• _AUFGABENSTELLUNG 1_
Zieh jede Zeile heraus, in der die Zeichenfolge „xmax“ vorkommt.

• _TEXTAUSZUG_
───

Dezentrale Organisation

Wenn wir an Movements denken, haben die meisten von uns Bilder im Kopf, bei denen hunderttausende Menschen mit Martin Luther King in Washington demonstrieren. Oder wie bei “Occupy Wallstreet”, Bilder von Menschen, die an allen großen Börsenplätzen dieser Welt zu Demonstrationen zusammenkommen. 

Diese Bilder haben wir im Kopf, weil sie medienwirksam und oftmals das Endergebnis einer jahre- oder monatelangen dezentralen Organisation sind. Denn alle oben genannten Bewegungen waren oder sind dezentral organisiert. Wo früher der erste Dialog in Kommunen oder lokalen Versammlungen stattfand, verlagert sich dieser heute zunehmend in den digitalen Raum. Z.B. unter Hashtags wie #occupywallstreet oder #BLM, um nur zwei Beispiele zu nennen. 

✔️ Gleich bleibt: Bewegungen entstehen dezentral. Dialoge und Diskussionen finden zuerst im kleinen geschützten Rahmen statt und vernetzen sich erst nach und nach. 

Dezentrale Zellen wachsen zu einem Netzwerk 

Auch wenn der Beginn eines Movements in der Dezentralität liegt, organisieren sie sich letztendlich zu einem Netzwerk. So ist es kein Zufall, dass die Bilder, die wir als Außenstehende in den Medien sehen, sich ähneln. Dezentrale Zellen des Movements tauschen Strategien zum Vorgehen und zur Kommunikation miteinander aus. Also auch kein Zufall, wenn weltweit alle Gruppen einer Bewegung bspw. gewaltfrei demonstrieren oder bestimmte Hashtags nutzen. Auch Botschaften und Zeitpunkte werden über das Netzwerk synchronisiert. So bleibt jede Zelle des Netzwerks lokal flexibel und dennoch vernetzt, um voneinander zu lernen.

───

• _DATENZEILEN_
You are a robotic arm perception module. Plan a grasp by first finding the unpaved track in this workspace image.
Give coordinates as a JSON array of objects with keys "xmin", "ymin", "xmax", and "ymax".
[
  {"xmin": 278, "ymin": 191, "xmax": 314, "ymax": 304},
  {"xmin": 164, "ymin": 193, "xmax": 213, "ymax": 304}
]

───

• _AUFGABENSTELLUNG 2_
Beantworte die folgenden Fragen zum Textauszug über dezentrale Organisation knapp:
(a) Welche zwei Hashtags führt der Text als Beispiele an?
(b) Wo fand der erste Dialog laut Text früher statt?
(c) Was wird neben Strategien außerdem über das Netzwerk synchronisiert?

• _ANTWORT 1_
Give coordinates as a JSON array of objects with keys "xmin", "ymin", "xmax", and "ymax".
  {"xmin": 278, "ymin": 191, "xmax": 314, "ymax": 304},
  {"xmin": 164, "ymin": 193, "xmax": 213, "ymax": 304}

• _ANTWORT 2_
(a) #occupywallstreet und #BLM
(b) In Kommunen oder lokalen Versammlungen
(c) Botschaften und Zeitpunkte